* **Request A**:
In the issue thread about Web.py, what type does the suggested rewrite use for the domain list instead of an array?

CIRCL / AIL-framework

AIL framework - Analysis Information Leak framework. Project moved to https://github.com/ail-project
https://github.com/ail-project/ail-framework
GNU Affero General Public License v3.0
1.3k stars 282 forks source link

Web.py : unused var and regex matching twice #548

Closed osagit closed 8 months ago

osagit commented 3 years ago

Hi,

In Web.py we found starting line 84 a while loop with a 'x' var unused:

 domains_list = []
 PST = Paste.Paste(filename)
 client = ip2asn()
 for x in PST.get_regex(url_regex):
     matching_url = re.search(url_regex, PST.get_p_content())
     url = matching_url.group(0)

Moreover, PST.get_regex realize a re.findall() and then another same regex with re.search()

I suggest rewriting like this, and using set instead of array for domain list to prevent duplicated URLs:

            domains_list = set()
            PST = Paste.Paste(filename)
            client = ip2asn()
            detected_urls = PST.get_regex(self.url_regex)
            if len(detected_urls) > 0:
                to_print = 'Web;{};{};{};'.format(
                    PST.p_source, PST.p_date, PST.p_name)
                publisher.info('{}Detected {} URL;{}'.format(
                    to_print, len(detected_urls), PST.p_rel_path))

            for url in detected_urls:
                publisher.debug("match regex: %s" % (url))

                ...
line 110 -> domains_list.add(domain)
Terrtia commented 8 months ago

Fixed in v5.0

* **Task input**:
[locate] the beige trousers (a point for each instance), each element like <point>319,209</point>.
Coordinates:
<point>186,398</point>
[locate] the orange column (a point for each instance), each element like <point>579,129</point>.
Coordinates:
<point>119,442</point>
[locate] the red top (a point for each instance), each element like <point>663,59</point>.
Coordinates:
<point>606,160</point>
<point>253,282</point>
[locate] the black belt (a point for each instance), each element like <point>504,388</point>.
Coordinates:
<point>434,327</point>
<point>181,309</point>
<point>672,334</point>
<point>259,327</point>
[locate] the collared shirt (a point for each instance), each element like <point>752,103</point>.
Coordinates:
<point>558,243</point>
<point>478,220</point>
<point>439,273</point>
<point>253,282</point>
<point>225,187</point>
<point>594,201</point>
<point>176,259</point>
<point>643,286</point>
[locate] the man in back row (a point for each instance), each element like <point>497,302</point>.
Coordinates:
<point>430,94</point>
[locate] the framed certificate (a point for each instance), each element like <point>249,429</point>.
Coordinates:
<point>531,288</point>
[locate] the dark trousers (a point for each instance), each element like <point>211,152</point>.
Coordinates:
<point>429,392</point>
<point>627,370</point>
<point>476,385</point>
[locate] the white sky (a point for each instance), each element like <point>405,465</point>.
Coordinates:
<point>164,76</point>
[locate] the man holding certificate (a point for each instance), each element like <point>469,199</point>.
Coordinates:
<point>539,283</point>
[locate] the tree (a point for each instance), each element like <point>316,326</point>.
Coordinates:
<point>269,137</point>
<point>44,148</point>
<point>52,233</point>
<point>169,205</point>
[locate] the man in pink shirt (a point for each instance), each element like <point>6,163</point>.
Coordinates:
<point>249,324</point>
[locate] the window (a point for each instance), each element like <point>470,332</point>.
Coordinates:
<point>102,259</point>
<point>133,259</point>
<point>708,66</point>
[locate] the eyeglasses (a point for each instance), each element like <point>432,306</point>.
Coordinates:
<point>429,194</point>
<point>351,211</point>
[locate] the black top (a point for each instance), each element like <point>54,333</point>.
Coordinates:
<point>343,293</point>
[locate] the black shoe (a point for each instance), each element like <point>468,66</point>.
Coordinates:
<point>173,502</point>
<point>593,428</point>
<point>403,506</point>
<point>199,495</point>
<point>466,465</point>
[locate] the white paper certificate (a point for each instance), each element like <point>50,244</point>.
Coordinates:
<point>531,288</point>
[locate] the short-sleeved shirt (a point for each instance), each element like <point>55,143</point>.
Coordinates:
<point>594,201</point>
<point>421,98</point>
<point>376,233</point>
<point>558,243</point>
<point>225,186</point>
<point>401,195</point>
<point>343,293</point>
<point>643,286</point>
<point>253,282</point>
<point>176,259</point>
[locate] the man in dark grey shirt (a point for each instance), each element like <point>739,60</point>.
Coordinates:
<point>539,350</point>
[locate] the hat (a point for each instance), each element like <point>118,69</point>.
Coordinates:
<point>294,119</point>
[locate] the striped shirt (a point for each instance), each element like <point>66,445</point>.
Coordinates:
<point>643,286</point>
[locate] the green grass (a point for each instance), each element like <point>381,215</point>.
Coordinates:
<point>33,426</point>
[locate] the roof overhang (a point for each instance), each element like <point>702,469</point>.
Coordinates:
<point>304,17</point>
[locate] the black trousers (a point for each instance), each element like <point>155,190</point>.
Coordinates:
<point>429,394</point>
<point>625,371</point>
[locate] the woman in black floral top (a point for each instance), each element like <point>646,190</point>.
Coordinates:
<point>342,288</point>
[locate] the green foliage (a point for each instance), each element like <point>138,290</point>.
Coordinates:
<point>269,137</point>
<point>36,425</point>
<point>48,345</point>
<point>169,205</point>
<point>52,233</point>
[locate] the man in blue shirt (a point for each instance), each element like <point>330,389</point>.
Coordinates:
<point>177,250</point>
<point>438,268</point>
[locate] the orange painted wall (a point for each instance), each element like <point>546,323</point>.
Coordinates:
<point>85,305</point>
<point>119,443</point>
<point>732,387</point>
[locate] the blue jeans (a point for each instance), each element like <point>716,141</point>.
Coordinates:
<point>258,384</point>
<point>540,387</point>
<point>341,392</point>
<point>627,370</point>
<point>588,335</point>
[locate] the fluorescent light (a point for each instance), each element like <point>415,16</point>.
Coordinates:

* **Request B**:
Pick out and copy each line of the listing that contains the word "green".

* **Solution A**:
A set, which keeps duplicated URLs out of the domain list.

* **Solution B**:
[locate] the green grass (a point for each instance), each element like <point>381,215</point>.
[locate] the green foliage (a point for each instance), each element like <point>138,290</point>.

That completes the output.